### Extract provided
The method of rectification of the defective seal is not clearly stated in the evidence, although I understood Mr Larsson to be indicating that there was a need to replace most, or all, of the windows to rectify the problem, a matter with which I retain some doubt. However, in all the circumstances, I accept that this is a defect that should be allowed and, in the absence of contrary evidence, I do not find that there is any real basis for me to reject the amount proposed by Mr Larsson.
The other matters mentioned by Mr Larsson in respect of the windows and doors, including seals, weather strips and the need for adjustments, are all supported by Mr Kelly but, in any event, many would not be required if the large scale replacement occurred.
I propose to allow the sum claimed inclusive of GST, namely $83,446.
[110]
M. GENERAL DEFECTS
In this section Mr Larsson identifies a waterproofing issue in suite 2, a damaged magnetic lock on the front gate (which is supported by Mr Daley's report at [4]), the need for cleaning the roof debris (supported by Mr Kelly at defect 73), a missing speaker cover and an unwired rain sensor.
I propose to allow the amount claimed including GST, namely $2,684.
[111]
N. PAINTING AND WALLPAPERING
Mr Larsson claims an amount for painting and wallpapering of $42,750 plus GST. He identifies five defects: wallpaper in the visitor's wing bathroom is starting to peel, the external wall cladding of the atrium above the master suite is unpainted, other wall cladding that has been undercoated only, a failure to sand internal timber surfaces before the final coat and the need for further sanding and staining of the timber deck, posts and pergola.
Mr Kelly identified unfinished defective painting work in his report: sealing top and bottom of timber doors (defect 1), wallpaper repair in bathroom near laundry (D15) and in nearby bedroom (D19), the need to clean off paint overspray on skirtings and architraves (D26), fixing an area above the master bedroom entry (D44), repairing the wallpaper in the "cottage" bathroom (D57) and the downstairs ensuite (D89), painting some of the deck off the downstairs bedrooms (D62) and repairing the painting in the caretaker's bathroom (D79) and outside the caretaker's quarters (D84).
There are also some other matters that the evidence indicates may have been resolved, including a reseal of "all external timber decks and posts" (D63), although that evidence was at least equivocal.

### Data shown
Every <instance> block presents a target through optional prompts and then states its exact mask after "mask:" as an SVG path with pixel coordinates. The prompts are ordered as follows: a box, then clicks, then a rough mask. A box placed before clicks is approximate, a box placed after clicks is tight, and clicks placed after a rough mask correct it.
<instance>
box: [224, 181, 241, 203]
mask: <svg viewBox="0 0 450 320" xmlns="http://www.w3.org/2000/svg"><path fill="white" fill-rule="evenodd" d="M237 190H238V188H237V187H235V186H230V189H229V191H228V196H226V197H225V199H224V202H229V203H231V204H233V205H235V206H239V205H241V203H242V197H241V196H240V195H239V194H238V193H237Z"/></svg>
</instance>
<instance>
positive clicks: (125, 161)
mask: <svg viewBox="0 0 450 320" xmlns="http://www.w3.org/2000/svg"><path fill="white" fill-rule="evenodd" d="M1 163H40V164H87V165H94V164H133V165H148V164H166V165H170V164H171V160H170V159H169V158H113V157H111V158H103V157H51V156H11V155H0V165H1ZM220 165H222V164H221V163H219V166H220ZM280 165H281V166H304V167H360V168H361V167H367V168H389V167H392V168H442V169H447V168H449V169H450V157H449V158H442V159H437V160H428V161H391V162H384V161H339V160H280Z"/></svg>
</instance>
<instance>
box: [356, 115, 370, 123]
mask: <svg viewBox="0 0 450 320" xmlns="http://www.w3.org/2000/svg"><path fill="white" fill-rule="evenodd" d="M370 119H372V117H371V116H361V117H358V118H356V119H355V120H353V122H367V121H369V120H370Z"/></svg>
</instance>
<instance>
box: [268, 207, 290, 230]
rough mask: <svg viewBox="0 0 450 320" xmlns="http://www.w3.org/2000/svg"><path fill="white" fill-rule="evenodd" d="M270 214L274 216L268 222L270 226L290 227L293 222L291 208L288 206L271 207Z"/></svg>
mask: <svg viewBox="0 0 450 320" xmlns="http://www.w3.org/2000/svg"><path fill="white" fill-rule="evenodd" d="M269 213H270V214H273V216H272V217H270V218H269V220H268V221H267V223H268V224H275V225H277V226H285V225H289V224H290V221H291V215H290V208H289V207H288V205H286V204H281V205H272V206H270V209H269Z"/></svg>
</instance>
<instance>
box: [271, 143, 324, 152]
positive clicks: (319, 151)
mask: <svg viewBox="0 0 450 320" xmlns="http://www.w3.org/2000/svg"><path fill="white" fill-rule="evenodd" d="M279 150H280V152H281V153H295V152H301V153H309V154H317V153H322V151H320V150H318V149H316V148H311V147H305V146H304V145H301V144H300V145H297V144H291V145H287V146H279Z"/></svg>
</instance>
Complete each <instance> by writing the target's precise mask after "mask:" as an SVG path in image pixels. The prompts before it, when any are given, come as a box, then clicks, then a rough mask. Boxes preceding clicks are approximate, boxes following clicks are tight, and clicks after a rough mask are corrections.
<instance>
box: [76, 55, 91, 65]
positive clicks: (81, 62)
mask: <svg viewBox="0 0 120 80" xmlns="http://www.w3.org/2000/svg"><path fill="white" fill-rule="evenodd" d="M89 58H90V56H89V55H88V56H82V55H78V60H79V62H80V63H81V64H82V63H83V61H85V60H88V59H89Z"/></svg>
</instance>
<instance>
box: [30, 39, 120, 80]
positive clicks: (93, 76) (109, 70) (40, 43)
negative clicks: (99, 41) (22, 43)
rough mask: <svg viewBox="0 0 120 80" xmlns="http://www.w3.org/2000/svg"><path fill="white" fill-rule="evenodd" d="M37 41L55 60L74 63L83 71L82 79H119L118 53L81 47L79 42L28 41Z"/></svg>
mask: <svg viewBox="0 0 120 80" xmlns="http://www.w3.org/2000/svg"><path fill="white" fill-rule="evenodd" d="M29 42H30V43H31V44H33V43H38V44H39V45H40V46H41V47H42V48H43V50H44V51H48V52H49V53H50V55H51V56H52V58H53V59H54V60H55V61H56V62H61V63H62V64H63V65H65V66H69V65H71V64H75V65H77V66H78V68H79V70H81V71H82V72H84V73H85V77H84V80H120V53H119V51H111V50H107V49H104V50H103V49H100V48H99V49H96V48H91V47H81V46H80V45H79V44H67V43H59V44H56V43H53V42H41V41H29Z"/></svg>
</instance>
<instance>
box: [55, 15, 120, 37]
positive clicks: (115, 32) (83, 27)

### What to work on
1. Using the judgment on building defects, decide whether each statement agrees with it, answering yes or no and quoting the deciding words:
(a) The sum allowed for the windows and doors is $83,446 including GST.
(b) Mr Larsson claims $42,750 including GST for painting and wallpapering.
(c) Mr Kelly supports the need to clean the roof debris.
2. Answer these from the judgment on building defects:
(a) What amount is allowed for the general defects?
(b) Whose report supports the damaged magnetic lock on the front gate?
(c) How many painting and wallpapering defects does Mr Larsson identify?
3. Carry on the judgment on building defects from its last sentence.
The data above is separate material from the judgment on building defects.

### Your written answers
1.
(a) Yes: "I propose to allow the sum claimed inclusive of GST, namely $83,446."
(b) No: "Mr Larsson claims an amount for painting and wallpapering of $42,750 plus GST."
(c) Yes: "the need for cleaning the roof debris (supported by Mr Kelly at defect 73)"

2.
(a) $2,684, including GST.
(b) Mr Daley's report, at [4].
(c) Five.

3.
On Mr Kelly's calculations, the cost for all the matters he identified is a little over $5,000. Not all of the items are asserted by Mr Larsson. Conversely, the remediation of the internal surface that was not sanded prior to the application of the top coat was not listed by Mr Kelly. I also note that the painting budget, and the entire cost of painting in the house, was around $100,000.
Bearing this evidence in mind, I am not persuaded of the amount reported by Mr Larsson. There must be a substantial reduction. I propose to allow the sum of $8,000.
[112]
O. CABINETRY
This item was abandoned in submissions.
[113]
P. AIR CONDITIONING
There was a minor defect for exposed piping. The major element of this claim is that the air conditioner installed in the wine cellar is a "standard Hitachi split system" where as an appropriate cellar air conditioner was required such as a "two Cave INOA 50 cellar airconditioner" costing around $6,500 plus GST. Mr Larsson seems to have allowed $1,750 for installation of the new air conditioner and fixing the exposed piping.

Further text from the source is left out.